Each line below must be reproduced exactly as it stands. Pictures stay out of the copy.

--- PROVIDED MATERIAL ---

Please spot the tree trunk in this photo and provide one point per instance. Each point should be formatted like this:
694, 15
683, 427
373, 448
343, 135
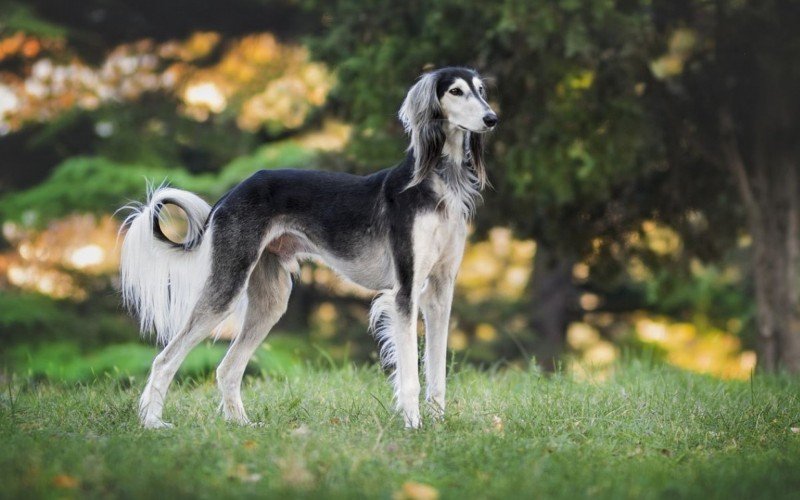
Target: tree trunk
554, 297
775, 254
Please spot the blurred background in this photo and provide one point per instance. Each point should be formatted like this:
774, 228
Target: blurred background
645, 172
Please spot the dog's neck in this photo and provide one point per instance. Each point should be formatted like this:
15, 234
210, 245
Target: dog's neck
454, 177
454, 144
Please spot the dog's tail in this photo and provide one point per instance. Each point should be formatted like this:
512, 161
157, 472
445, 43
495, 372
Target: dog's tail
160, 279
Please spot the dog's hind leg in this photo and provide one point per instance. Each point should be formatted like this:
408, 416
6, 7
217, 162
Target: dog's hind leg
166, 364
229, 274
267, 295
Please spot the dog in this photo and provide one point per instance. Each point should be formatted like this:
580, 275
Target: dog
399, 231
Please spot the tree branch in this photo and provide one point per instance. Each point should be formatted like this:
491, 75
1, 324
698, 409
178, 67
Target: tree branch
735, 163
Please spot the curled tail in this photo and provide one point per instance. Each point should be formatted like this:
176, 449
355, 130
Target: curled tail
160, 279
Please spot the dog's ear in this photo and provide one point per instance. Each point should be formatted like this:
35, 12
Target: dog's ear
421, 115
476, 147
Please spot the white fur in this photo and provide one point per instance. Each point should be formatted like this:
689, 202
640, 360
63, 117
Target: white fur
159, 282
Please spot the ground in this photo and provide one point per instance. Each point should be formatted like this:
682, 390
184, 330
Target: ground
646, 432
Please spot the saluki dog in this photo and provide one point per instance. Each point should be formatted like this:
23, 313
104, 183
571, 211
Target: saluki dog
400, 231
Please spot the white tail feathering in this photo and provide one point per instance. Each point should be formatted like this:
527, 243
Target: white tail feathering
161, 281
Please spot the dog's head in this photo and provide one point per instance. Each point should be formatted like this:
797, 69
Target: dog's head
444, 100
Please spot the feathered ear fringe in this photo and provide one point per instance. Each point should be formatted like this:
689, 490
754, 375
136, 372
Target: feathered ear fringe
421, 115
476, 147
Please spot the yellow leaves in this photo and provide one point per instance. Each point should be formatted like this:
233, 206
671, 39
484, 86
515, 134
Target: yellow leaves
660, 239
594, 356
416, 491
498, 267
680, 48
714, 352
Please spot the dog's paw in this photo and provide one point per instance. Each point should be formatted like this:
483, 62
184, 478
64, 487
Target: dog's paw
412, 420
156, 423
435, 409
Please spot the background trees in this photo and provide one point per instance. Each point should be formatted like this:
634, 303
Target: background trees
647, 147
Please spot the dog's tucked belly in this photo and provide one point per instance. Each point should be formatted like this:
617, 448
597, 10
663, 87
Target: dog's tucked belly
372, 267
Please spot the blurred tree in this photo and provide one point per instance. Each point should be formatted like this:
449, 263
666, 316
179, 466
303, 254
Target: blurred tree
601, 130
570, 151
729, 107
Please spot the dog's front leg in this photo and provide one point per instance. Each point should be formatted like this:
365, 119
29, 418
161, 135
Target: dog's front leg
406, 377
436, 303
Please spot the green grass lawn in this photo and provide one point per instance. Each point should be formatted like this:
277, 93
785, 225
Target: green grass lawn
646, 432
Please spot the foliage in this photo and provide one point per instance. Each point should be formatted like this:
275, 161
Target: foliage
648, 432
65, 361
31, 318
99, 185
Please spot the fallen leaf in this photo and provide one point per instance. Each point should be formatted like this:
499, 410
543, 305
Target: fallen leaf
416, 491
64, 481
497, 423
302, 430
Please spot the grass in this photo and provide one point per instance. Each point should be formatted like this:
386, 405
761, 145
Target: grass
648, 432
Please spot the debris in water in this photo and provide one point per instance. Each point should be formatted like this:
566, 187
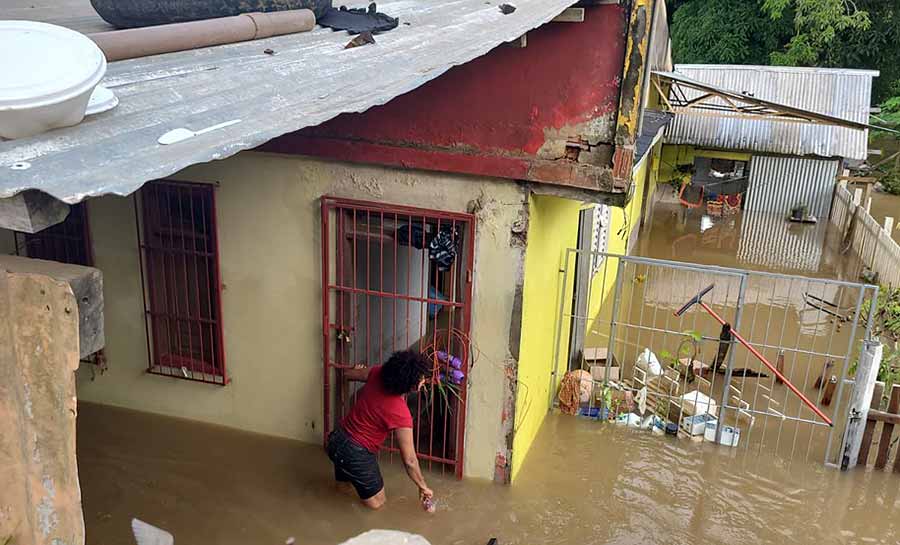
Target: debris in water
363, 39
358, 20
145, 534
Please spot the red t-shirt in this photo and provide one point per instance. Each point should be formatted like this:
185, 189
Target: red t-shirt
375, 413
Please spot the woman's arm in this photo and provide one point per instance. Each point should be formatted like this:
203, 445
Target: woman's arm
360, 373
411, 461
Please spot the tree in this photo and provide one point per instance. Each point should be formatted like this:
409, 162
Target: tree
817, 24
877, 47
725, 32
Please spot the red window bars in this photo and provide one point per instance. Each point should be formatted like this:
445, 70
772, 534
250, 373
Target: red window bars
66, 242
396, 278
180, 272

---

### OUTPUT BELOW
Please spot the tree trunk in this photo and provide one point per instance. Each point should be formatted like this:
694, 15
683, 427
373, 448
343, 135
Target: tree trunk
554, 297
775, 254
Please spot the blurred background in this photo and provide one point per instance. Each point should be formatted like this:
774, 228
Target: blurred background
645, 172
Please spot the dog's neck in this photo and provide one point per instance. Each point should be formatted like this:
15, 234
210, 245
Target: dog's neck
454, 177
454, 144
Please spot the dog's tail in this photo and provide one point per instance. Each point should be formatted like this:
512, 161
157, 472
445, 43
495, 372
Target: dog's tail
160, 279
Please spot the dog's hind leg in this photo and provide one point per instance. Each point should be formatted like this:
408, 416
6, 7
217, 162
Target: dog's hind leg
166, 364
229, 274
267, 295
Please spot the dog in this photo and provide one point per instance. Each point should be formatted like this:
580, 275
Target: dog
399, 231
Please spot the tree branch in this photo and provide one point per instance. Each point should be formatted like this:
491, 75
1, 324
698, 409
178, 67
Target: tree branch
735, 163
Please spot the curled tail in this photo and provide one point per instance. Each point should be formatted like this:
176, 449
355, 130
Target: curled tail
160, 279
Please spot the dog's ear in this photo and provide one point per instance. Each point should be formatted like this:
35, 12
Target: dog's ear
421, 115
476, 147
Please spot the white fur in this photo and provide one point per instance. Each point should be formatted like this:
689, 202
640, 360
63, 117
Target: white fur
159, 282
Please spot the ground in this photo and provide one point per instance. Each point should be formatted like this:
682, 390
184, 330
Target: ground
646, 432
Please spot the saluki dog in this photo and provide one point per instance. Each point should be formatted like this:
23, 313
104, 183
571, 211
Target: saluki dog
400, 231
Please spot the white tail feathering in this photo and provide one point per instance. Each point should be formatted like this:
527, 243
Target: white tail feathering
161, 281
Please spot the dog's head in this photo and provide one point per instance. Each point should be formatted like this:
797, 69
Target: dog's head
444, 100
Please spot the feathered ear fringe in this photo and provide one point per instance. Each point should be formatted like this:
689, 490
754, 375
136, 372
Target: feathered ear fringe
421, 115
476, 147
Please spot the yellow leaves in this photo and provide one point per instance. Each point should be formatted like this:
233, 206
671, 39
484, 86
515, 134
Target: yellow leaves
660, 239
594, 356
416, 491
498, 267
680, 48
714, 352
Please spot the dog's paw in this photo and provide one point per instance. Each point should be formatted like this:
483, 62
184, 478
64, 487
Target: dog's paw
412, 420
156, 423
435, 409
Please spot the background trees in this photo and provide one point per instance. Each point should be formatted like this:
634, 303
Target: background trees
647, 147
Please spot the dog's tucked belly in this photo and provide one point per instance. Each point should be formatted like this:
617, 448
597, 10
663, 87
Target: dog's tucked belly
372, 267
Please spot the blurred tree in this photo and provide one point per instance. Each point should be formatted like this:
449, 263
666, 316
179, 466
303, 254
Target: blurred tree
601, 130
570, 151
729, 107
Please spot the dog's front leg in this photo and provide one point per instance. Each point should be formatted like this:
365, 119
29, 418
161, 135
Target: dog's front leg
406, 377
436, 303
Please spot the green grass lawn in this photo and provide one point per instance. Each point should be formatted like this:
277, 93
785, 225
Target: green grass lawn
646, 432
Please spot the foliage in this photo and provide one point per instance. Each point should be formatted like this:
275, 161
Target: foliage
648, 432
65, 361
31, 318
99, 185
Please spot the fallen leaf in this photo and provide one point per instance. Each point should be formatted like this:
499, 410
543, 305
Target: fallen leaf
416, 491
64, 481
497, 423
302, 430
Please spot the grass in this photo and provide one point per instance. Each point should be formatted like this:
386, 405
761, 145
Target: grass
648, 432
Please spot the debris in water in this photo and provide one point per instance. Each point should be formatted like this:
566, 187
Target: debris in water
363, 39
358, 20
145, 534
Please spot the red t-shirt in this photo and provide one point per instance. Each point should be formatted like this:
185, 189
Target: red t-shirt
375, 413
Please spot the woman's arm in this photo and provide one point per instance. Each point should be formatted like this:
203, 445
Target: woman's arm
360, 373
411, 461
Please spot the tree in this photo and provide one point per instance. Each point should be formatted like this:
409, 162
Target: tree
817, 24
877, 47
725, 32
Please spot the red window bars in this photo and provide one point per instance. Each point should be formatted like this:
445, 70
772, 534
250, 373
Target: red window bars
66, 242
396, 278
180, 272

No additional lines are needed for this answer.